The Sony XDP-4000X has amazing specs and features (including programmable 10 band parametric equalization and time correction), but its crossover points aren't as versatile as the FRX-456, e.g., the sub output on the Sony can only be crossed at 78Hz or 99Hz, while the sub crossover point on the FRX-456 can be set in 41 increments between 20Hz and 278Hz. The Sony has similar restrictions on the other crossover points -- mid woofers and mids can each be crossed at 500Hz, 793Hz, or 1.25kHz, and tweeters can be crossed at 4kHz, 5.03kHz, or 6.34kHz, while the FRZ-456 is has 41 incremental crossover points each for mid bass, mid range, and high.

On the other hand, while its crossover points aren't as versatile, the slope of the Sony's crossovers can be set to an astounding 72 db (!), while the PP is limited to the more traditional old school values of 18 db for the sub channel and 12 db for the other channels. And the Sony has that awesome 10 band parametric equalizer, a built-in line driver, and time correction that can be set in .25" increments. The PP is just a crossover, so if I go with the PP I'll likely add either an AudioControl Four.1i or a Kicker KQ5, which are also refugees from previous installs.

Decisions, decisions...

Does anyone have experience with either or (preferably) both of these crossover units? I could use some opinions or real world experiences from someone who has setup and used either or both of these units.

Thanks in advance,

Jeff


----------



## pyropoptrt (Jun 11, 2006)

I believe you can only use the Sony XDP-4000X with the Sony C90 or Sony Cd910 headunits as it uses unilink for the processor's remote turn-on and the ability to select which crossover and eq memory setting you want to use.


----------



## mosk22rte (Dec 28, 2009)

pyropoptrt said:


> I believe you can only use the Sony XDP-4000X with the Sony C90 or Sony Cd910 headunits as it uses unilink for the processor's remote turn-on and the ability to select which crossover and eq memory setting you want to use.


Well that would suck  I actually have a C90 that I bought at the same time as the XPD-4000X, but as awesome as it is I don't plan to use it in this system, as I really want the BT, Nav, iPod integration, and video features of the DNX6140 for this vehicle. 

Did Sony (or anyone) ever made an adapter to let you use the XDP-4000X with a third party HU?


----------



## msmith (Nov 27, 2007)

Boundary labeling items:
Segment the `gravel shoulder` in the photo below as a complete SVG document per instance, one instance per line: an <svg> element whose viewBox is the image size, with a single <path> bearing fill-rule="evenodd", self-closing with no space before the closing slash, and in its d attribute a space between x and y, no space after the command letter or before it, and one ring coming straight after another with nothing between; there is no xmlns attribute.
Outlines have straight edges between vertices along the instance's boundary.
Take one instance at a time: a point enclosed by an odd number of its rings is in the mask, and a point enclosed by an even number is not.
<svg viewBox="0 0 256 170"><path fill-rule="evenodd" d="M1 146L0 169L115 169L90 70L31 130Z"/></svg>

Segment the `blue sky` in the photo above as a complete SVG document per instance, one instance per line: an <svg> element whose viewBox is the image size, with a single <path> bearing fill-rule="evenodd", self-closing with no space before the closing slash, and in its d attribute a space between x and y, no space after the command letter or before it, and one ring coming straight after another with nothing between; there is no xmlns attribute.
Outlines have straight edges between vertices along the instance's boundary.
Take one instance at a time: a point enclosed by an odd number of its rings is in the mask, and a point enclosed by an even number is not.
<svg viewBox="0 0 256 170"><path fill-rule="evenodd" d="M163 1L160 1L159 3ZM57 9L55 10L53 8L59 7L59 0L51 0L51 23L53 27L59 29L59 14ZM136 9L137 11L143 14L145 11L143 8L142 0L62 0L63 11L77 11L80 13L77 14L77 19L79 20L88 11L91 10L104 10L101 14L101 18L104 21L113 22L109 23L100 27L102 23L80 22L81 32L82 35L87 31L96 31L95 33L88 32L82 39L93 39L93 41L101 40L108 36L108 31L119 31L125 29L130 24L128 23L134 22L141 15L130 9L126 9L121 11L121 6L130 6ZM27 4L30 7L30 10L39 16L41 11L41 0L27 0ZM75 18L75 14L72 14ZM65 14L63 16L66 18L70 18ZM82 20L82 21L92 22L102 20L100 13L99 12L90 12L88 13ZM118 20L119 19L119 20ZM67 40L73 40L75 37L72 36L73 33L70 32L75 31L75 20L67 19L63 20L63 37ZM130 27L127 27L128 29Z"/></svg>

Work to do:
a: In the crossover thread, at which frequencies can the sub output on the Sony XDP-4000X be crossed?
b: Retype the crossover thread passage that begins with the words "On the other hand, while" and stops after "of these units.".

Written answers:
a: 78Hz or 99Hz.

b:
On the other hand, while its crossover points aren't as versatile, the slope of the Sony's crossovers can be set to an astounding 72 db (!), while the PP is limited to the more traditional old school values of 18 db for the sub channel and 12 db for the other channels. And the Sony has that awesome 10 band parametric equalizer, a built-in line driver, and time correction that can be set in .25" increments. The PP is just a crossover, so if I go with the PP I'll likely add either an AudioControl Four.1i or a Kicker KQ5, which are also refugees from previous installs.

Decisions, decisions...

Does anyone have experience with either or (preferably) both of these crossover units? I could use some opinions or real world experiences from someone who has setup and used either or both of these units.